Objective: Copy every row below with "large banner" changed to "big banner" wherever it occurs and nothing else altered. Leave the pictures out.

— begin —

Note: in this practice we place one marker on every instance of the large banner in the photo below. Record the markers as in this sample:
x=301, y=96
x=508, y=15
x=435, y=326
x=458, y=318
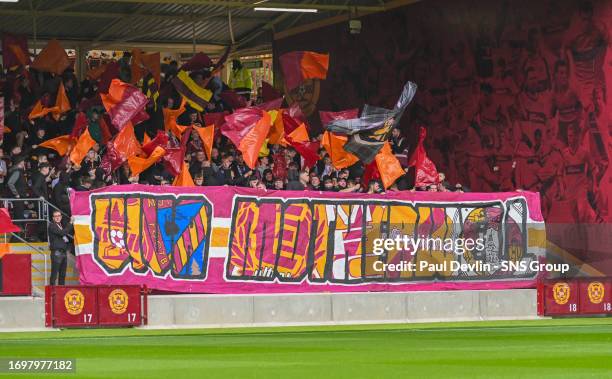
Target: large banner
x=240, y=240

— end —

Solution for this problem:
Note: in this practice we place one marker on every instance of the big banner in the photo below. Record the markers as in this sample:
x=301, y=96
x=508, y=15
x=435, y=326
x=458, y=318
Target: big banner
x=240, y=240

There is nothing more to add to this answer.